Change every "instance" in the entries below to "occurrence", and leave all other wording untouched.

Task inputs ->

↓

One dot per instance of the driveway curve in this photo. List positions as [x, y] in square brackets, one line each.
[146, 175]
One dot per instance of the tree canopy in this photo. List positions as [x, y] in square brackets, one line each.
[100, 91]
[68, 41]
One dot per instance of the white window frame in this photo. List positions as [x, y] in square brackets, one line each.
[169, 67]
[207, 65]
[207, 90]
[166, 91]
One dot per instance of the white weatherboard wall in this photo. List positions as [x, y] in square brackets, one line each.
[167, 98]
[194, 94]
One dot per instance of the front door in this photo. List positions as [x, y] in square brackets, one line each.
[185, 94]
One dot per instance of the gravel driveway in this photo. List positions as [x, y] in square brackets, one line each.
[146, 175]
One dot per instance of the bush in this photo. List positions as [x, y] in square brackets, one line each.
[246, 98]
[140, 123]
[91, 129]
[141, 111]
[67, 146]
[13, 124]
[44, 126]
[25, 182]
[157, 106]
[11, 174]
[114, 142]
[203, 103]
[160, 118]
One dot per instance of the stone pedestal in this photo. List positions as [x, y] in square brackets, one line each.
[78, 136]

↑

Solved problem ->
One dot per occurrence of the driveway curve in this photo. List positions as [x, y] in square brackets, one line each.
[146, 175]
One dot per occurrence of the tree canopy in this photo. List positions as [x, y] in square brackets, one line each.
[100, 91]
[68, 41]
One dot per occurrence of the white window frame in this photo. List positions as [x, y] in square brackets, one line each.
[169, 67]
[207, 65]
[207, 90]
[166, 91]
One dot per occurrence of the white weatherboard wall in this photo. List positions as [x, y] in square brackets, one line each.
[167, 98]
[194, 94]
One dot per occurrence of the front door in this photo. List positions as [x, y] in square brackets, one line each.
[185, 94]
One dot per occurrence of the gravel driveway in this photo. List positions as [x, y] in square brackets, one line each.
[146, 175]
One dot per occurrence of the bush in this photo. List positions as [x, y] in square brackets, one line each.
[246, 98]
[140, 123]
[91, 129]
[141, 111]
[67, 146]
[13, 124]
[44, 126]
[25, 182]
[157, 106]
[11, 174]
[114, 142]
[203, 103]
[160, 118]
One dot per occurrence of the stone pedestal in this photo. List positions as [x, y] in square brackets, one line each.
[78, 136]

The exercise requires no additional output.